◆ Extracted text ◆
+===+
1) Meaning

Demand Forecasting is the process of predicting future customer demand for a product or service using historical data, market insights, and statistical/ML models.
It helps businesses align supply with demand, reducing stockouts, overstock, and lost sales.

In supply chain management, it’s one of the most critical planning tools because almost every decision (procurement, production, staffing, logistics) depends on how much demand is expected.


2) Types of Demand Forecasting

(a) By time horizon

  • Short-term (days–weeks): inventory control, staffing, logistics.
  • Medium-term (months): production planning, budgeting.
  • Long-term (years): strategic planning, capacity expansion.

(b) By method

  1. Qualitative methods (used when data is limited):
    • Expert judgment
    • Market research
    • Delphi method
  2. Quantitative methods (data-driven):
    • Time-series models (ARIMA, SARIMA, Prophet)
    • Causal models (Regression, ARIMAX)
    • Machine Learning/Deep Learning (Random Forests, XGBoost, LSTM, Transformers)

3) Common Techniques

  1. Moving Average (Simple/Weighted): smooths out noise, good for stable demand.
  2. Exponential Smoothing (SES, Holt-Winters): gives more weight to recent demand, good for trends/seasonality.
  3. ARIMA/SARIMA: statistical models for autocorrelation and seasonality.
  4. Prophet (Meta): additive model (trend + seasonality + holidays).
  5. LSTM/Deep Learning: captures nonlinear and long-term dependencies in sequential data.
  6. Causal ML models: consider external drivers (price, marketing, weather, economic indicators).

4) Evaluation Metrics

To measure forecast accuracy:

  • MAE (Mean Absolute Error): average absolute difference between forecast and actual.
  • MSE (Mean Squared Error): penalizes larger errors more.
  • RMSE (Root MSE): interpretable in original units.
+===+
◆ Parts of the exercise ◆
1/ Answer these questions about the demand forecasting notes:
(a) Which time horizon covers production planning and budgeting?
(b) Which technique gives more weight to recent demand?
(c) Which accuracy metric is interpretable in original units?
2/ How would you summarize the demand forecasting notes in two sentences?
3/ Can you pick up the demand forecasting notes from the RMSE line onward and continue them?
The entries that come next are separate from the demand forecasting notes.

◆ Dataset excerpts ◆
+===+
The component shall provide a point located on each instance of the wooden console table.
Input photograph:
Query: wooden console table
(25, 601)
+===+
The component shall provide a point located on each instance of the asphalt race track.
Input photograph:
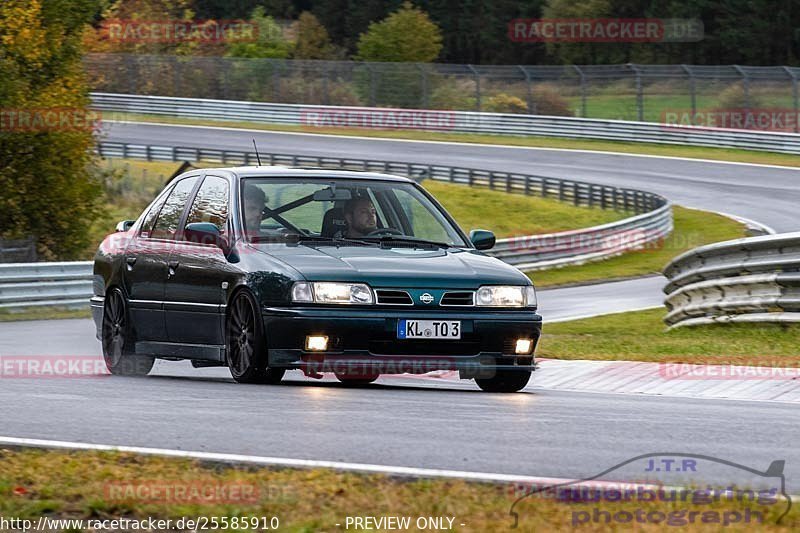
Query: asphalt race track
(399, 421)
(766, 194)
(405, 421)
+===+
◆ Responses to the tasks ◆
1/
(a) Medium-term (months).
(b) Exponential Smoothing (SES, Holt-Winters).
(c) RMSE (Root MSE).

2/ Demand forecasting predicts future customer demand from historical data, market insights, and statistical or ML models, helping businesses align supply with demand and serving as one of the most critical planning tools in supply chain management. It is divided by time horizon and by qualitative or quantitative method, draws on techniques from moving averages to deep learning and causal models, and is judged with accuracy metrics such as MAE, MSE, and RMSE.

3/
  • MAPE (Mean Absolute Percentage Error): % error relative to demand.
  • sMAPE / WAPE: variations for skewed demand data.

5) Example

  • Historical daily sales: [100, 120, 130, 110, 140]
  • Use 3-day moving average forecast:
    • Forecast for next day = (120 + 130 + 110) / 3 = 120
  • Actual sales next day = 135
  • Forecast error = 135 – 120 = +15

6) Why it matters

  • Reduces stockouts & overstock: keeps inventory balanced.
  • Improves cash flow: avoids tying up capital in excess inventory.
  • Optimizes workforce & logistics: right staff and vehicles in place.
  • Supports strategic planning: capacity, expansion, and investment decisions.
  • Drives customer satisfaction: products available when customers want them.

7) Challenges

  • Data quality issues: missing, inconsistent, or noisy data.
  • Demand volatility: promotions, seasonality, and unexpected events (e.g., COVID-19).
  • Bullwhip effect: small errors amplify upstream in supply chain.
  • New products (no history): rely more on qualitative or analog forecasting.

Bottom line:
Demand Forecasting predicts future demand so supply chains can prepare efficiently. It can be done using qualitative insights, statistical models, or machine learning, and its success is measured by forecast accuracy metrics.